**Exercise goal:** Edit the listing below so that each "Quiz master" becomes "Instructor", keeping everything else the same. Leave the pictures out of your answer.

Entries for locating named things:
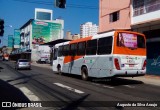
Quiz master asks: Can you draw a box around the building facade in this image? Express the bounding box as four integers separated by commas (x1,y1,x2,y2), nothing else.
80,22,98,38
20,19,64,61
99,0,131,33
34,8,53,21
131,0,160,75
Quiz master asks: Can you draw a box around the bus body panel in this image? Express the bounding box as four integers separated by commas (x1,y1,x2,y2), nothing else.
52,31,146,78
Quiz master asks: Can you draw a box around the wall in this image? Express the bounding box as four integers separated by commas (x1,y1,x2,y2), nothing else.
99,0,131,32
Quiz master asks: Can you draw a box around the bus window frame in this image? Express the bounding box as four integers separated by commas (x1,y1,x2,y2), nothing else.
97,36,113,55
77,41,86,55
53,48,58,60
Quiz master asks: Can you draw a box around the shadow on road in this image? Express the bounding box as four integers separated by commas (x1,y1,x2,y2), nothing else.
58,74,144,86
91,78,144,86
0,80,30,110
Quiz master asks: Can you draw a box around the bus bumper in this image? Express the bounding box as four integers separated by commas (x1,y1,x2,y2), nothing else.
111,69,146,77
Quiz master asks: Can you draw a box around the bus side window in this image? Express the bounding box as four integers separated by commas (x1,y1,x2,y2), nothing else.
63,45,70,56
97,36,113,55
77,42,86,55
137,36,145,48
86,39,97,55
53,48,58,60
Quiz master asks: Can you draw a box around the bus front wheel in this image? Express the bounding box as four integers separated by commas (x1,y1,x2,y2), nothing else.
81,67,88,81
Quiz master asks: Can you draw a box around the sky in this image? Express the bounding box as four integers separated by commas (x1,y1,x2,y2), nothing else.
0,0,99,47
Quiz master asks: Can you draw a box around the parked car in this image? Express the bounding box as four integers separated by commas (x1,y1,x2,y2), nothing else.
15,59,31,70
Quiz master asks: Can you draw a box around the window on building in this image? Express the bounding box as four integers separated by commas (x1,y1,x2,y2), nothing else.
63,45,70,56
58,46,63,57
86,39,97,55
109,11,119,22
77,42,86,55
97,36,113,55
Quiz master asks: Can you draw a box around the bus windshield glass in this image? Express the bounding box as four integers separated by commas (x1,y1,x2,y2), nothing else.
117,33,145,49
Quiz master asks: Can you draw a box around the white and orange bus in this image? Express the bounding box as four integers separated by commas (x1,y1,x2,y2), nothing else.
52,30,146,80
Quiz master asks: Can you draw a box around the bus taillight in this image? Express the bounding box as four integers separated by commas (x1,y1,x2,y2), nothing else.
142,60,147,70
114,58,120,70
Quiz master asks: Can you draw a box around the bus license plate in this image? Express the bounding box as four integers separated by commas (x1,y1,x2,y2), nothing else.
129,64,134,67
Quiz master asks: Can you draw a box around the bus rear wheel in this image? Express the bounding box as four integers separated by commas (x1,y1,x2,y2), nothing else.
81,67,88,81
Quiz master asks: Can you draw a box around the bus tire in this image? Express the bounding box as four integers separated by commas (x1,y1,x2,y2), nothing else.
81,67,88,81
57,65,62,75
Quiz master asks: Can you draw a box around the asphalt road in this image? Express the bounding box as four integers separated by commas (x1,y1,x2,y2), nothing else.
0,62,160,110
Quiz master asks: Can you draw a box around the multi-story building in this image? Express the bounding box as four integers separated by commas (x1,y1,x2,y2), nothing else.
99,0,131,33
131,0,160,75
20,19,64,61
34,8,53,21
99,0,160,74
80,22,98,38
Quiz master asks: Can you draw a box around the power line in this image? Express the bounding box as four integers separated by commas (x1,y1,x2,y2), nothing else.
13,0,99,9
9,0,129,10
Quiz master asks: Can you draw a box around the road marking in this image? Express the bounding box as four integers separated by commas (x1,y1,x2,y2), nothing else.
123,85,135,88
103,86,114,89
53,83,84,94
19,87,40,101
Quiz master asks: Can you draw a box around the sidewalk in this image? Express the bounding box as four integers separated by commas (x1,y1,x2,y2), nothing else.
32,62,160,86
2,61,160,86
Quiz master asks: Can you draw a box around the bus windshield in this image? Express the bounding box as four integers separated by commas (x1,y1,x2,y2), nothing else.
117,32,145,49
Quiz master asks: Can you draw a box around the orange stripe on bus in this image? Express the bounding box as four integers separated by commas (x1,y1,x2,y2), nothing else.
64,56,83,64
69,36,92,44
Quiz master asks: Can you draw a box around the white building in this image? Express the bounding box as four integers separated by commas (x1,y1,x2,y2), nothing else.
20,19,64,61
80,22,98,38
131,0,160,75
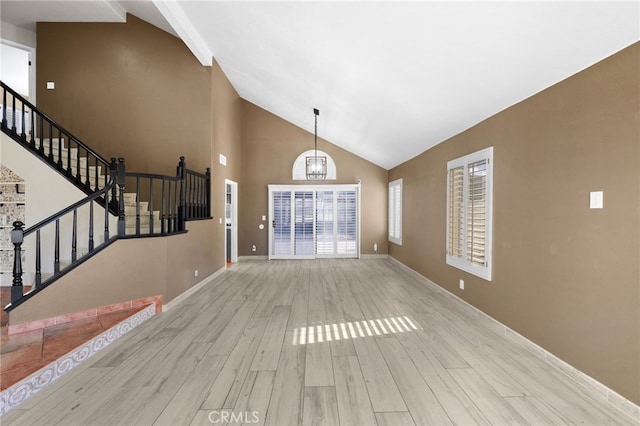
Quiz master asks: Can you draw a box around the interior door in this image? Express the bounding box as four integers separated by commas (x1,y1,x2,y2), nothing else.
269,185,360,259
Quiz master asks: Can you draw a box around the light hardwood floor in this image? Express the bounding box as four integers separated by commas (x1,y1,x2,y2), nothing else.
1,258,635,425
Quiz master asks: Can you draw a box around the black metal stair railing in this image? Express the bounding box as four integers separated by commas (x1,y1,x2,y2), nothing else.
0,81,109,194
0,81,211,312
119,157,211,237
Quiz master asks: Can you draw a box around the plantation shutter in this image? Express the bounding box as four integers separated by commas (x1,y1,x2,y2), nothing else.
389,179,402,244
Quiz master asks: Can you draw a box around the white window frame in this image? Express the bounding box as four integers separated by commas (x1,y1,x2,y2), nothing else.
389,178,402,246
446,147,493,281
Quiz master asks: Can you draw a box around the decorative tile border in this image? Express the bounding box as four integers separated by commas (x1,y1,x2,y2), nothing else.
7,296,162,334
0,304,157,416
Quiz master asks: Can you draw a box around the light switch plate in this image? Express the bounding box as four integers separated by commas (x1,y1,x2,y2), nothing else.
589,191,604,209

**Output for this exercise:**
Instructor asks: Can you draw a box around the building facade in this image? Express the bounding box as four integers separated by commas (x1,y1,x2,y2), nothing else.
80,22,98,38
20,19,64,61
99,0,131,33
34,8,53,21
131,0,160,75
Instructor asks: Can you draw a box around the bus body panel in this image? Express the bounding box as four integers separated by commas (x1,y1,x2,y2), nothing else.
52,31,146,78
Instructor asks: Can you draw a box around the wall in this image? Express the bounding box as four integers separated by commas (x1,y1,x2,y2), nothing else.
99,0,131,32
Instructor asks: Can you draw a box around the bus window frame in this image? Express the bounding box as four integers separated by commas (x1,y1,x2,y2), nothing else.
97,36,113,55
77,41,86,55
53,48,58,60
Instructor asks: Can you draw a box around the shadow on road in this image? Express the bounding box as four integers separated by commas (x1,y1,x2,y2), nothing else.
58,74,144,86
91,78,144,86
0,80,30,110
Instructor asks: Can you draw a box around the bus bumper in this image? Express the bounding box as four integers separated by commas (x1,y1,x2,y2), nothing else.
111,69,146,77
Instructor asks: Can you draw a box around the bus side window in this image? Express the bounding box as four integers separated by commas (x1,y1,x2,y2), nothing else.
63,45,70,56
97,36,113,55
77,42,86,55
137,36,145,48
86,39,97,55
53,48,58,60
Instructor asks: Can you draw a box around the bus front wheel in this image? Express the bounding box as four integers separated by commas (x1,y1,x2,y2), nothing else.
81,67,88,81
Instructor asks: Can you draw a box around the sky in this image? Express the bounding box as four integers separated by commas (x1,y1,x2,y2), nothing else.
0,0,99,47
Instructor asks: Can you draw a box around the parked car in this image? Express the bounding box as four integers separated by commas (x1,y1,x2,y2), nothing else.
15,59,31,70
Instructor asks: Can you draw a box around the window on building in this image? Express the bounding box as four integers separated by commas (x1,y1,x2,y2), nothing else.
63,45,70,56
58,46,63,57
86,39,97,55
109,11,119,22
77,42,86,55
97,36,113,55
Instructor asks: Can you draw a box around the bus windshield glass in this image? Express the bounding box as four integers separated by commas (x1,y1,x2,y2), nothing else.
117,33,145,49
Instructor asks: Can you draw a box around the white and orange bus in this image? Express the bounding box as four integers separated by commas (x1,y1,x2,y2), nothing else.
52,30,146,80
Instructor asks: Can you draw a box around the bus taillight in this image? Express the bounding box as four integers separated by commas (x1,y1,x2,y2), nothing else.
142,60,147,70
114,58,120,70
Instructor asks: Can you draw a box around the bus license plate in this image? Express the bounding box as four integers separated by commas (x1,y1,x2,y2), nothing else.
129,64,134,67
Instructor asks: Can you draw a box around the bus rear wheel in this image? Express the bounding box as four integers separated by commas (x1,y1,x2,y2), nothing else.
81,67,88,81
Instructor asks: Can you draw a box around the bus tire in this image? Express the bounding box as four integers separated by commas (x1,y1,x2,y2), nothing else.
81,67,88,81
57,65,62,75
Instructor asks: Can you draw a box around the asphalt road in this image? Express the bounding box as four integers separated by commas (x1,y1,x2,y2), nothing else.
0,62,160,110
Instructor asks: Can you draw a box around the multi-story building in this image? Express the bounding box as four integers separated by commas (x1,y1,x2,y2), nothing else.
99,0,131,33
131,0,160,75
20,19,64,61
34,8,53,21
99,0,160,74
80,22,98,38
Instructor asks: Can you draw a box around the power line in this image? Express the bounding box as four integers separated by commas (x1,y1,x2,y2), nothing else.
13,0,99,9
9,0,129,10
Instructor asks: Can you draw a box around the road marking in this image? Express the bounding box as four integers separated by commas (x1,y1,x2,y2), nothing else.
123,85,135,88
103,86,114,89
53,83,84,94
19,87,40,101
Instructor asks: Can you draw a box around the sidewalk in this image? Express the bounding box as four integers separated by commas (x1,y1,x2,y2), nothing else.
32,62,160,86
2,61,160,86
Instructor asks: Can you draw a box around the bus windshield in this image? Express the bounding box as four integers separated by commas (x1,y1,x2,y2), nothing else.
117,32,145,49
Instructor asks: Can you draw a box around the orange stripe on bus in this image? Express the bounding box as four integers separated by commas (x1,y1,x2,y2), nothing else.
64,56,83,64
69,36,92,44
Instructor asks: Can you draw a box around the white building in this image? Express the bounding box as four integers separated by commas (x1,y1,x2,y2), nothing else.
20,19,64,61
80,22,98,38
131,0,160,75
Instructor asks: Can you draw a box around the interior door in this image? Express the bounding box as four integers separated by commas (x1,y1,x2,y2), nothing else.
269,185,360,259
Instructor asks: Can you draw a box around the light hardwood floor in this image? Express the bounding box as four integers separated by commas (x1,y1,x2,y2), nothing else.
1,258,635,425
Instructor asks: Can you draw a box around the black metal stair railing in this image? Express the bounding box as four integers separated by commas (x1,y1,x2,y2), nothing else.
0,81,109,194
0,81,211,312
119,157,211,237
Instructor asks: Can you draw a box around the plantation shutter in this image? Express the bounding box as four integers separated by commas (x1,y1,x2,y2), nothing else.
389,179,402,244
Instructor asks: Can you draw a box around the white window frame in this image? Express the bounding box as four integers separated by commas (x1,y1,x2,y2), nothing else.
389,178,402,246
446,147,493,281
Instructor asks: Can you draw a box around the decorative tile border in this image? Express the bounding box as four integers separated by commas (x1,y1,x2,y2), nothing else.
7,296,162,334
0,304,157,416
Instructor asks: Can you draw a box around the light switch plate in this image? Express the bounding box as four integers separated by commas (x1,y1,x2,y2), nothing else.
589,191,604,209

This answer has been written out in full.